'''

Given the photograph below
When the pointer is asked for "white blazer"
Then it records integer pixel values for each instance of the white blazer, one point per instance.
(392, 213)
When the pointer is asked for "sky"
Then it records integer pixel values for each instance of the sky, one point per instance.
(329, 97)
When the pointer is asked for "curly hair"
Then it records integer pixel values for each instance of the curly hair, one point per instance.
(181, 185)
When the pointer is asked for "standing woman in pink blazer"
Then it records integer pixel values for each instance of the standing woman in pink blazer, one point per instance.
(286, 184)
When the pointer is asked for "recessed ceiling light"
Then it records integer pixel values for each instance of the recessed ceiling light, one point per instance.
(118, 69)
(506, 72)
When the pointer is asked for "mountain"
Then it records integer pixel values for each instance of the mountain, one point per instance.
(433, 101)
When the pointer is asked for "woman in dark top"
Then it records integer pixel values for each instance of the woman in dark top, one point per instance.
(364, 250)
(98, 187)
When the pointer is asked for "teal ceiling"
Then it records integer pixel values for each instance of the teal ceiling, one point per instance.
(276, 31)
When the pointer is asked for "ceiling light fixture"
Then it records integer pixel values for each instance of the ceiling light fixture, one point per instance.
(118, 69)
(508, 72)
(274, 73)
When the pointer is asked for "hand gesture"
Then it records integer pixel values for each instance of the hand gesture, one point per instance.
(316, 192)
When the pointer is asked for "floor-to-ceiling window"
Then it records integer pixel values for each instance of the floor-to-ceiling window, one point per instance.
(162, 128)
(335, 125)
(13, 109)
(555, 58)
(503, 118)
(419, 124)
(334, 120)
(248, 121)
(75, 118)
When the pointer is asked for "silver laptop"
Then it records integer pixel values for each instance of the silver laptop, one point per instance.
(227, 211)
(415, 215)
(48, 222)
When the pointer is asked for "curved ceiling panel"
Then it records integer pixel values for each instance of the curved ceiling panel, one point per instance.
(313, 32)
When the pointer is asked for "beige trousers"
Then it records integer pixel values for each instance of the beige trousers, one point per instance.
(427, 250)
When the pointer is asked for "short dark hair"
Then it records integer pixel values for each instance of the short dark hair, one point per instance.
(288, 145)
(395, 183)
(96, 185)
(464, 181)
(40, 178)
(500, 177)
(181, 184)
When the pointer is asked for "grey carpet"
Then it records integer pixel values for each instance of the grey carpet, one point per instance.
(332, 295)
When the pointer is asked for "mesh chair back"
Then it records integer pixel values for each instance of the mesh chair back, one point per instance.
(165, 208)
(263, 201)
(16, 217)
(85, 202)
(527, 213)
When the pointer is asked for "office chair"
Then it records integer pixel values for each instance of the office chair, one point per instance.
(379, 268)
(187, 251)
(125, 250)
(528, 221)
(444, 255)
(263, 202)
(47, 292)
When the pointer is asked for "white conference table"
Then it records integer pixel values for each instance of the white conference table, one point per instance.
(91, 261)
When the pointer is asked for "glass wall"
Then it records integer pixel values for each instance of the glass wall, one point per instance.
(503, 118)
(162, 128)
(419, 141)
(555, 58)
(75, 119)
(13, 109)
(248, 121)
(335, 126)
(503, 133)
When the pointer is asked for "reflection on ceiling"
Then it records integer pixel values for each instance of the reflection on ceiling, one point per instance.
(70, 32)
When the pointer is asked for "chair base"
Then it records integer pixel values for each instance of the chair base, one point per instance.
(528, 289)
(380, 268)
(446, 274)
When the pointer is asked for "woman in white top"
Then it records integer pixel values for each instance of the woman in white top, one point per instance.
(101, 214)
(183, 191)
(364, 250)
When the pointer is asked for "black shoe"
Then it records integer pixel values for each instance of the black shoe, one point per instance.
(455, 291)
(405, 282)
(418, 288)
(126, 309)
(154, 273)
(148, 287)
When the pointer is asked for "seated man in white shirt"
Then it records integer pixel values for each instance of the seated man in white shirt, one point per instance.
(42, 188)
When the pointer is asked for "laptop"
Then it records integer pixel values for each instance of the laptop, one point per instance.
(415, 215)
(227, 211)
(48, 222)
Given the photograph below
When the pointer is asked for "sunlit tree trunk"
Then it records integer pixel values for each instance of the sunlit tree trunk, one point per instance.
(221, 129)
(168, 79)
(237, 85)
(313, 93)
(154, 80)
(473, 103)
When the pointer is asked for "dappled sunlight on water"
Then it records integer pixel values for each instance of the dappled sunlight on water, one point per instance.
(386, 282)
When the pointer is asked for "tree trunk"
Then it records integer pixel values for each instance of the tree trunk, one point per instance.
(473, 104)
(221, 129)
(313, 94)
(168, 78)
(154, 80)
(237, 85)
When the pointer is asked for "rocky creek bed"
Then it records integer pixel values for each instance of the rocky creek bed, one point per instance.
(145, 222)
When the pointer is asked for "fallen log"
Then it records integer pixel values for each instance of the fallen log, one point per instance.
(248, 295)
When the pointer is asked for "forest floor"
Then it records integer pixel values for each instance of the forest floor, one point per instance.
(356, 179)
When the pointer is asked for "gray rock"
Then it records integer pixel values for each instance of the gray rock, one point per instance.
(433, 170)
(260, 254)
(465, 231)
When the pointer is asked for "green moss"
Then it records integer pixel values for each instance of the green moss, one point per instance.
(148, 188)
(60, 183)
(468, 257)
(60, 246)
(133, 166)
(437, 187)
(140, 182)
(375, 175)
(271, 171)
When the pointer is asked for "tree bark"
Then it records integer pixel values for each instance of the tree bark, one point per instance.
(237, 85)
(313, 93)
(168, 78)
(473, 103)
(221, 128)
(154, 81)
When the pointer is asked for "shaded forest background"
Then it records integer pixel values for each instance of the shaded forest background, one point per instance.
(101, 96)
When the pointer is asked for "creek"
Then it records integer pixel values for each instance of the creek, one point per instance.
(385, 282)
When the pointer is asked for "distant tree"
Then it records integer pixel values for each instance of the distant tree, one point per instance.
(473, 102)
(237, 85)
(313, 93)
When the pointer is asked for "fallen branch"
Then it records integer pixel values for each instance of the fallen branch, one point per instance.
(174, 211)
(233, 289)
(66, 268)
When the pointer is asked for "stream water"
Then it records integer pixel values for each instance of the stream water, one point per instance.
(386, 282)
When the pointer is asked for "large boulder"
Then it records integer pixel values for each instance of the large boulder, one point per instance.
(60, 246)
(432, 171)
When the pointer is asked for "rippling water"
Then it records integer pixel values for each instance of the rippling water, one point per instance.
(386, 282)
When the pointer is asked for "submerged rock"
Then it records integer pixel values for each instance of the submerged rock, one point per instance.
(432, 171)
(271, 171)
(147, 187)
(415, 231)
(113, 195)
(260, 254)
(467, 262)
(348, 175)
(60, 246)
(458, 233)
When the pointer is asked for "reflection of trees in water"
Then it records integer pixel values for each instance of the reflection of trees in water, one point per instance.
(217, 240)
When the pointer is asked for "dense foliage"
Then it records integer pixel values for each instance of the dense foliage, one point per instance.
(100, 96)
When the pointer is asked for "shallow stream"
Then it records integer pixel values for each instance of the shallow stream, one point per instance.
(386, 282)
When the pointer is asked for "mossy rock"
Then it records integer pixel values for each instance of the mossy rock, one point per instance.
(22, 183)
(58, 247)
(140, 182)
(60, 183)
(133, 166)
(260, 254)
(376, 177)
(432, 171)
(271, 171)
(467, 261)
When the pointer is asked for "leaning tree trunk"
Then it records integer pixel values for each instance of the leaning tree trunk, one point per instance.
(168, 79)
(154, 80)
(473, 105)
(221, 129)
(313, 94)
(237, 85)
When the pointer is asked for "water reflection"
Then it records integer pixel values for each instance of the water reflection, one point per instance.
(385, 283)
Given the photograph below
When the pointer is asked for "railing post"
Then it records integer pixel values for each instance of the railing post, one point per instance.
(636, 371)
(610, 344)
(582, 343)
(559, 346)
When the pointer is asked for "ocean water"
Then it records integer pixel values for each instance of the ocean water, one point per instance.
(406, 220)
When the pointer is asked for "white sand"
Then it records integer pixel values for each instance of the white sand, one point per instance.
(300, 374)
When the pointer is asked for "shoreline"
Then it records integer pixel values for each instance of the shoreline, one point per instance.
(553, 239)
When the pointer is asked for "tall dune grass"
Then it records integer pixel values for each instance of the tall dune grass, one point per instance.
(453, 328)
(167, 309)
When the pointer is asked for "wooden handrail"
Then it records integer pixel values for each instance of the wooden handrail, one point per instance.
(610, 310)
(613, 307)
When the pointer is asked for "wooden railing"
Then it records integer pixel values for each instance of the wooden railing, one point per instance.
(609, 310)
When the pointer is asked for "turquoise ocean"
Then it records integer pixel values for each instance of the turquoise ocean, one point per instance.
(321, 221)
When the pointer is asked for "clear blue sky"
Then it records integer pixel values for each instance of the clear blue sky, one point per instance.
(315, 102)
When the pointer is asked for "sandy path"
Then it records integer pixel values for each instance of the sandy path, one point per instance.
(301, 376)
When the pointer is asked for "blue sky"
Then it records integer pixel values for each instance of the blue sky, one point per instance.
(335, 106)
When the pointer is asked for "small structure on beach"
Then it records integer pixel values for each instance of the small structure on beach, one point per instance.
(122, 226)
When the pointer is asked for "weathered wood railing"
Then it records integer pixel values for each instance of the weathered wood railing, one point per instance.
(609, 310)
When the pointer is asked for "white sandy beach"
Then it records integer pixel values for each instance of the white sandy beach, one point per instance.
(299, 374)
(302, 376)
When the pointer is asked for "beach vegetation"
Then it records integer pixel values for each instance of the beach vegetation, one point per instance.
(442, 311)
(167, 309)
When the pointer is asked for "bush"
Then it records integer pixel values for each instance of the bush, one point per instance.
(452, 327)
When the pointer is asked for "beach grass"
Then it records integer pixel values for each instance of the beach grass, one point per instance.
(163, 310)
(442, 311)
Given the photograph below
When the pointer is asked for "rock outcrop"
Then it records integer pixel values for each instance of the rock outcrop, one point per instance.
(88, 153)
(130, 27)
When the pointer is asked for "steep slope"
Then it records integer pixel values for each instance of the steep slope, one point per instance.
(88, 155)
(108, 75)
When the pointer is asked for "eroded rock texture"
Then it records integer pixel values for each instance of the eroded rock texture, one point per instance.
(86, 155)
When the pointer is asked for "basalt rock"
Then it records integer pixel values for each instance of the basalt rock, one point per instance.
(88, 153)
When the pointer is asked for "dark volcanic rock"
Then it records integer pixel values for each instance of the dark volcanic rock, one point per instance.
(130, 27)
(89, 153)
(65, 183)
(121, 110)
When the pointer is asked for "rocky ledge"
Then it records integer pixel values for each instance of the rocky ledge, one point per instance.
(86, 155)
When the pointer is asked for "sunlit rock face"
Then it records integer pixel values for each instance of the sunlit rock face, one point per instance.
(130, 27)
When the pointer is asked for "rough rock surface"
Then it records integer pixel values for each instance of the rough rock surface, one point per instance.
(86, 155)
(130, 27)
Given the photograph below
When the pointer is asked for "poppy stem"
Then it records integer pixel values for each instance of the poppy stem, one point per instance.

'''

INSTRUCTIONS FOR THE TASK: From the records, determine the number of lines holding the word "poppy", and state that number only.

ANSWER BELOW: 2